# Supplied records
::::::::
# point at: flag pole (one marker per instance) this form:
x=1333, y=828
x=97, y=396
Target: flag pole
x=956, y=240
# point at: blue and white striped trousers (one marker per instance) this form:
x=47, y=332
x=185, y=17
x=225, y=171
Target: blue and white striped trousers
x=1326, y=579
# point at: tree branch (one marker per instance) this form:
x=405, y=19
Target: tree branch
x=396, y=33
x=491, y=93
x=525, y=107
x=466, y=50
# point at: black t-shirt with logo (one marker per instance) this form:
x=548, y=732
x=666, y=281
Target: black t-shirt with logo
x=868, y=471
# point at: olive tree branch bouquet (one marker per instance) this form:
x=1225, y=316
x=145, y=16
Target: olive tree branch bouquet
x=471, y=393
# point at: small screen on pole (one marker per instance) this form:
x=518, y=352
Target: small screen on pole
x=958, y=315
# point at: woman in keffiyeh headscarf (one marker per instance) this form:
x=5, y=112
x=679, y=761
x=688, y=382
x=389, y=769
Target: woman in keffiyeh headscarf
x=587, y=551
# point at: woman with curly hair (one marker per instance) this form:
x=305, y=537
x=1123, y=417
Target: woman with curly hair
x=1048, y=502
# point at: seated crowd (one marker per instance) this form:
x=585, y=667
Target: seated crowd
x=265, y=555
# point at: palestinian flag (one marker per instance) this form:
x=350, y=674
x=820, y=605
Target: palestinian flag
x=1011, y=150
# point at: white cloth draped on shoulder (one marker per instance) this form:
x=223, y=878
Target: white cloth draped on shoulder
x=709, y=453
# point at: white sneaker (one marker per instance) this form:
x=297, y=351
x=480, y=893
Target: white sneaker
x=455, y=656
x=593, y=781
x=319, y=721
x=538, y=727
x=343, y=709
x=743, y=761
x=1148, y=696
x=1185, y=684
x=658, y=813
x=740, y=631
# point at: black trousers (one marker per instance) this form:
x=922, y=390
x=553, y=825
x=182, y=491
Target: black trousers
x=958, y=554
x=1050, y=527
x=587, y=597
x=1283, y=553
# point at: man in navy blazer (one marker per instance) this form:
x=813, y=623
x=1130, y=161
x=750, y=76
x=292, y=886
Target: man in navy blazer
::::::::
# Work to do
Rewrite all the rows above, replacing "one marker per instance" with "one point per instance" and leaving everything else unchanged.

# Solution to this problem
# point at: flag pole (one point per instance) this form:
x=1333, y=828
x=97, y=396
Target: flag pole
x=956, y=240
# point at: blue and white striped trousers (one point per instance) this form:
x=47, y=332
x=185, y=17
x=225, y=171
Target: blue and white striped trousers
x=1326, y=579
# point at: tree branch (one point per instance) this form:
x=405, y=19
Target: tree branch
x=396, y=33
x=491, y=93
x=525, y=107
x=466, y=50
# point at: black t-shirt with logo (one point per instance) this form:
x=548, y=732
x=666, y=281
Target: black t-shirt with logo
x=868, y=471
# point at: olive tree branch bouquet (one point per instance) this form:
x=1225, y=316
x=145, y=16
Target: olive tree branch bouquet
x=471, y=393
# point at: small screen on pole (one point per instance) this form:
x=518, y=352
Target: small screen on pole
x=958, y=315
# point at: woman in keffiyeh headscarf (one point per instance) this form:
x=5, y=112
x=679, y=761
x=688, y=382
x=389, y=769
Target: woman in keffiyeh headscarf
x=587, y=551
# point at: woman with curly hair (one point per instance) this form:
x=305, y=537
x=1123, y=417
Target: woman with curly hair
x=1048, y=502
# point at: seated crowd (one point per instance) this form:
x=585, y=667
Target: seated crowd
x=265, y=555
# point at: palestinian flag (one point per instance) this form:
x=350, y=674
x=820, y=605
Target: palestinian flag
x=1011, y=150
# point at: white cloth draped on shoulder (one point per instance) this form:
x=223, y=878
Target: white cloth draped on shoulder
x=709, y=453
# point at: white sneaker (one point per instance) this form:
x=297, y=351
x=480, y=893
Target: white sneaker
x=455, y=656
x=593, y=781
x=319, y=721
x=538, y=727
x=343, y=709
x=743, y=761
x=1148, y=696
x=1185, y=684
x=658, y=813
x=740, y=631
# point at: black trousers (one point per instance) this form:
x=922, y=390
x=553, y=825
x=182, y=491
Target: black trousers
x=958, y=554
x=1050, y=527
x=587, y=597
x=1283, y=553
# point at: man in navy blazer (one point per instance) this form:
x=813, y=623
x=1130, y=161
x=750, y=76
x=292, y=886
Target: man in navy blazer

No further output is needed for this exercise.